■ WORK ITEM ■
Could you restate every record below word for word?
(EXCERPTED DATA Opens)
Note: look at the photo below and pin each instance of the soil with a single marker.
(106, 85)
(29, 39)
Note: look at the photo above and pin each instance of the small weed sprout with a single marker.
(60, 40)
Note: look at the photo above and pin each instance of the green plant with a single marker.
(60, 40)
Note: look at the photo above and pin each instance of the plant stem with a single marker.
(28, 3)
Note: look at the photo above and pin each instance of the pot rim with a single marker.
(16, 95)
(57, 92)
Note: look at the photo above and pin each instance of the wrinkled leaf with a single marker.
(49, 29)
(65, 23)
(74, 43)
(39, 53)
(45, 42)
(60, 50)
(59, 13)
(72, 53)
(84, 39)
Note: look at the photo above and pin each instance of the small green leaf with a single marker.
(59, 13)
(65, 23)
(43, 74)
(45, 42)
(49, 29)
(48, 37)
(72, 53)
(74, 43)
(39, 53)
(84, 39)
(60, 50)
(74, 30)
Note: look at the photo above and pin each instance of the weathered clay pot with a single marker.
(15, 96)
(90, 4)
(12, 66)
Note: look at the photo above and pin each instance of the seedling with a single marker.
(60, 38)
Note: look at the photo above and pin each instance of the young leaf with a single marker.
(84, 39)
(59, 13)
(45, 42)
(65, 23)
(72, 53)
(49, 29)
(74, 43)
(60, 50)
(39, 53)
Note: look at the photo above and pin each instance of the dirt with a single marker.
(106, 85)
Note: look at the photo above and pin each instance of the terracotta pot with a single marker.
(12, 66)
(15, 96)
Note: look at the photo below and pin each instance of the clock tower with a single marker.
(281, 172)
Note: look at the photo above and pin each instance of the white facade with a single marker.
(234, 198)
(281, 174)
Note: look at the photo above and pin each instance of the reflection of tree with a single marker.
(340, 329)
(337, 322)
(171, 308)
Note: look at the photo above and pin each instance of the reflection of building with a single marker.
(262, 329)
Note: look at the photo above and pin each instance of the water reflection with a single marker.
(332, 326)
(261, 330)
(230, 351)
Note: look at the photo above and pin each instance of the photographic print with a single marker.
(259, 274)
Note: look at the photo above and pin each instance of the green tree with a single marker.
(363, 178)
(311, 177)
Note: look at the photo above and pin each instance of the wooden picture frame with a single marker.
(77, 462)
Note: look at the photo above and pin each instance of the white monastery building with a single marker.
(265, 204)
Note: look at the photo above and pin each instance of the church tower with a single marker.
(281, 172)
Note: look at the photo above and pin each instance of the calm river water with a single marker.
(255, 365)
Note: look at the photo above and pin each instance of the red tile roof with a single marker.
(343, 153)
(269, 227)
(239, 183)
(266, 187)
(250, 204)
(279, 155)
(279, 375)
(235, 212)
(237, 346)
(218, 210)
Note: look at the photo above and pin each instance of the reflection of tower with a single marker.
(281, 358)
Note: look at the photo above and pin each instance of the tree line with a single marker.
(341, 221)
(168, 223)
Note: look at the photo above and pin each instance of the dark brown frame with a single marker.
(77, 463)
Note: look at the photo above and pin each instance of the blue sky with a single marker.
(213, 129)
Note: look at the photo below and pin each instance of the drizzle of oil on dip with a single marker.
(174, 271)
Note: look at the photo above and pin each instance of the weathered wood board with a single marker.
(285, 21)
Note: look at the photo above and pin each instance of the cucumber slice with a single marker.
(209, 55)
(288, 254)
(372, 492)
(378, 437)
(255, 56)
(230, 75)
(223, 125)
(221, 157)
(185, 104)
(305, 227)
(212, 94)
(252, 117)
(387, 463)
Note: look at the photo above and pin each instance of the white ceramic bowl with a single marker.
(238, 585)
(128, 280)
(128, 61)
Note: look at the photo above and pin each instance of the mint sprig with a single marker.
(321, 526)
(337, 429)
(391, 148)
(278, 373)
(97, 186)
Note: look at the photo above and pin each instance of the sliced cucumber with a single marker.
(EXCERPTED DATA Closes)
■ ANSWER SECTION ■
Note: look at the photo below and pin each instance of the soil with a single marker.
(106, 85)
(29, 39)
Note: look at the photo above and pin each instance of the small weed sprout with a single marker.
(60, 40)
Note: look at the photo above and pin each instance of the green plant with a single marker.
(60, 40)
Note: look at the photo above and pin each instance of the plant stem with a single marker.
(28, 3)
Note: look at the photo above and pin each instance of the pot rim with a single marker.
(16, 95)
(57, 92)
Note: look at the photo above and pin each instance of the wrinkled leaf with a single marker.
(49, 29)
(65, 23)
(74, 43)
(39, 53)
(45, 42)
(60, 50)
(59, 13)
(72, 53)
(84, 39)
Note: look at the photo above and pin each instance of the small green leaf with a single marker.
(59, 13)
(65, 23)
(43, 74)
(45, 42)
(49, 29)
(48, 37)
(72, 53)
(74, 43)
(39, 53)
(84, 39)
(60, 50)
(74, 30)
Note: look at the photo above and pin each instance of the weathered clay pot with a single marker.
(15, 96)
(90, 4)
(12, 66)
Note: look at the photo above and pin each instance of the seedling with a single marker.
(60, 38)
Note: look at the photo above and pin each instance of the young leaf with a single marker.
(84, 39)
(59, 13)
(45, 42)
(65, 23)
(72, 53)
(49, 29)
(74, 43)
(60, 50)
(39, 53)
Note: look at the photo above and pin each instance of the dirt with a single marker.
(106, 85)
Note: look at the photo above and pin each instance of the terracotta pot with a single marker.
(12, 66)
(15, 96)
Note: look at the photo below and pin each instance of the clock tower with a single marker.
(281, 172)
Note: look at the photo above and pin each instance of the white facade with a single marker.
(234, 198)
(281, 174)
Note: look at the photo above and pin each instance of the reflection of tree with a single marker.
(340, 329)
(337, 322)
(171, 308)
Note: look at the photo above and pin each instance of the reflection of building with a single marker.
(262, 329)
Note: look at the photo above and pin each instance of the water reflection with a single marker.
(332, 326)
(261, 330)
(230, 351)
Note: look at the photo above and pin each instance of the photographic print with a single marker.
(259, 274)
Note: look at the photo above and pin each instance of the green tree with a single marker.
(363, 178)
(311, 177)
Note: look at the photo above and pin each instance of the wooden picture frame with a single marker.
(77, 462)
Note: look at the photo above and pin each instance of the white monastery building with a single marker.
(265, 204)
Note: look at the photo above and pin each instance of the church tower with a single marker.
(281, 172)
Note: look at the photo above and pin each instance of the calm river water with a single marker.
(255, 365)
Note: look at the photo above and pin each instance of the red tile roof with a single marker.
(343, 153)
(269, 227)
(239, 183)
(266, 187)
(250, 204)
(279, 155)
(279, 375)
(235, 212)
(237, 346)
(218, 210)
Note: look at the photo above and pin each instance of the reflection of tower with a single marker.
(281, 358)
Note: look at the photo above and pin each instance of the tree line with a single marker.
(341, 221)
(168, 223)
Note: look at the photo above and pin each instance of the dark brown frame with a single marker.
(77, 463)
Note: look at the photo above and pin each instance of the blue sky with a single marker.
(213, 129)
Note: look at the photo below and pin each instance of the drizzle of oil on dip with a single marker.
(174, 271)
Note: look at the photo above and pin each instance of the weathered wood board with a single marker.
(285, 21)
Note: look at the photo above and pin each instance of the cucumber slice with a single marker.
(209, 55)
(288, 254)
(372, 492)
(378, 437)
(255, 56)
(230, 75)
(223, 125)
(221, 157)
(185, 104)
(305, 227)
(212, 94)
(252, 117)
(387, 463)
Note: look at the photo above and pin each instance of the white ceramic bowl with a single marker.
(238, 585)
(128, 280)
(128, 61)
Note: look at the photo above and pin each instance of the mint sprig with a single marker.
(321, 526)
(337, 429)
(391, 148)
(278, 373)
(97, 186)
Note: look at the photo above and pin each instance of the sliced cucumber with a single marker.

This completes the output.